-- Opening Marker --

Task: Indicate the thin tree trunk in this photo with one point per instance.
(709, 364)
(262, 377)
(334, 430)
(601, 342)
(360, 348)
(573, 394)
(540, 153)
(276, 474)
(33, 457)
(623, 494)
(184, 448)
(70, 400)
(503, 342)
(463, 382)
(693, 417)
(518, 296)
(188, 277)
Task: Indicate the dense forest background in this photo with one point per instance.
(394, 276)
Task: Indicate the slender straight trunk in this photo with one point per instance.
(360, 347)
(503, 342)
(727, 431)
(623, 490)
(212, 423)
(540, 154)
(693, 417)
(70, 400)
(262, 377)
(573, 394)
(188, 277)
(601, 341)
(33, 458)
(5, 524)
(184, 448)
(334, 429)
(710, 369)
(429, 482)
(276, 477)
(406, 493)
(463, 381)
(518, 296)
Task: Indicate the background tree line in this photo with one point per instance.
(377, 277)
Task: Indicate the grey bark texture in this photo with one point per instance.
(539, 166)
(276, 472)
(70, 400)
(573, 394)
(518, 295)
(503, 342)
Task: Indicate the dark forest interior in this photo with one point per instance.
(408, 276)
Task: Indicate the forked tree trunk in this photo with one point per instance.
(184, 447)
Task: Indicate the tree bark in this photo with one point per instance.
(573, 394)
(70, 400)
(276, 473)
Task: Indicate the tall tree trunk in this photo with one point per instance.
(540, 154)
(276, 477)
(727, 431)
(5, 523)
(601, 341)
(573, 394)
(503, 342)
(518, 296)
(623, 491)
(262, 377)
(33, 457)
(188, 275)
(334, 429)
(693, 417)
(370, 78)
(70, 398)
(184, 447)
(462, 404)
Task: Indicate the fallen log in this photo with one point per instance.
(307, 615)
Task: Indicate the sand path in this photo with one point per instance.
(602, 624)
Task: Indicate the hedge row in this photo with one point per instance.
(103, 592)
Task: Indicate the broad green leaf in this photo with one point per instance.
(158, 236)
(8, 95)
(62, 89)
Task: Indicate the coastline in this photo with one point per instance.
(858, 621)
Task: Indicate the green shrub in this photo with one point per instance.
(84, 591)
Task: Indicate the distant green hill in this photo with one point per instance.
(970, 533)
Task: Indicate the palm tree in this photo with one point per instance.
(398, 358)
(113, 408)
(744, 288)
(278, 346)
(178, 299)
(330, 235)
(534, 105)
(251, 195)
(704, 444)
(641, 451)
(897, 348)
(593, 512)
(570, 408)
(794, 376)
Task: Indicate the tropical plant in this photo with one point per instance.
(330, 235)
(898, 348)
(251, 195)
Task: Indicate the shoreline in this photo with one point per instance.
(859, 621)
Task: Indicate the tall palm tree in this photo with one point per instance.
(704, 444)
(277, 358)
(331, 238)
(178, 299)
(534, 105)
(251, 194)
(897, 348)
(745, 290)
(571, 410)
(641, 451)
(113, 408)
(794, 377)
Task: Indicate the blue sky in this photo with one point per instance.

-- Closing Marker --

Work task:
Set each line down exactly, beginning at the one containing "Task: Indicate the palm" and ending at the last line of the material above.

Answer space:
Task: Indicate the palm tree in this photo with one point per instance.
(398, 358)
(113, 408)
(744, 288)
(278, 346)
(178, 299)
(330, 235)
(534, 105)
(251, 195)
(704, 444)
(641, 451)
(897, 348)
(593, 512)
(570, 408)
(794, 376)
Task: Indicate the tropical plant in this photo with one point per instance.
(330, 235)
(898, 348)
(251, 195)
Task: Indicate the shoreline in this photo with one point per instance.
(859, 621)
Task: Indicate the tall palm tree in this photo with one point per instance.
(704, 444)
(277, 358)
(331, 238)
(178, 299)
(534, 105)
(251, 194)
(897, 348)
(745, 290)
(571, 410)
(641, 451)
(113, 408)
(794, 377)
Task: Indicate the blue sky in this photo with one point per instance.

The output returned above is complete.